#### Challenge
Please copy the text lines of the records below word for word, leaving out the pictures.

——————————

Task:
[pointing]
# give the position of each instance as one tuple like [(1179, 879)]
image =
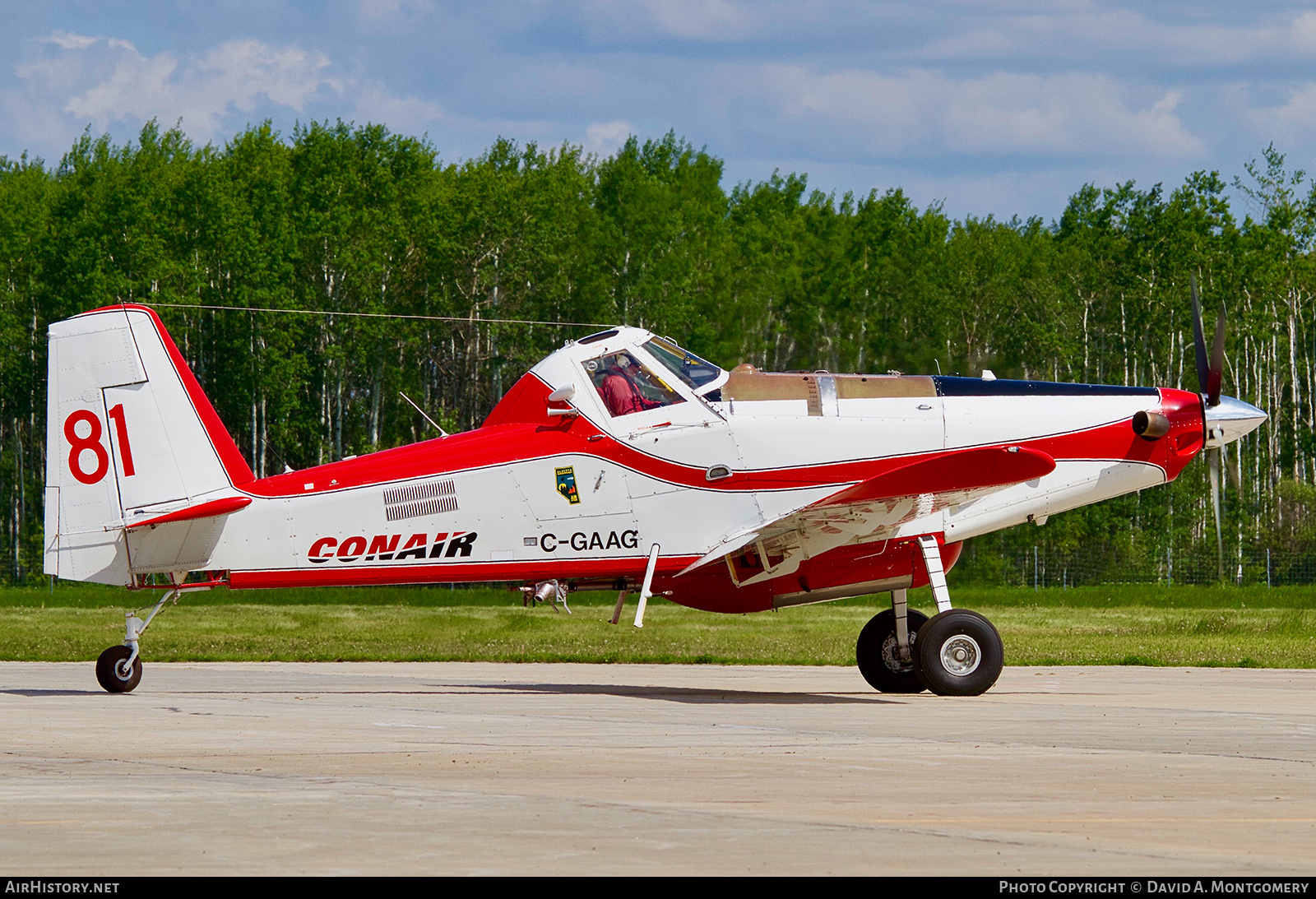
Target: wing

——————————

#### Solution
Task:
[pointing]
# give the position of each instance as one tuple like [(1179, 879)]
image =
Target: wing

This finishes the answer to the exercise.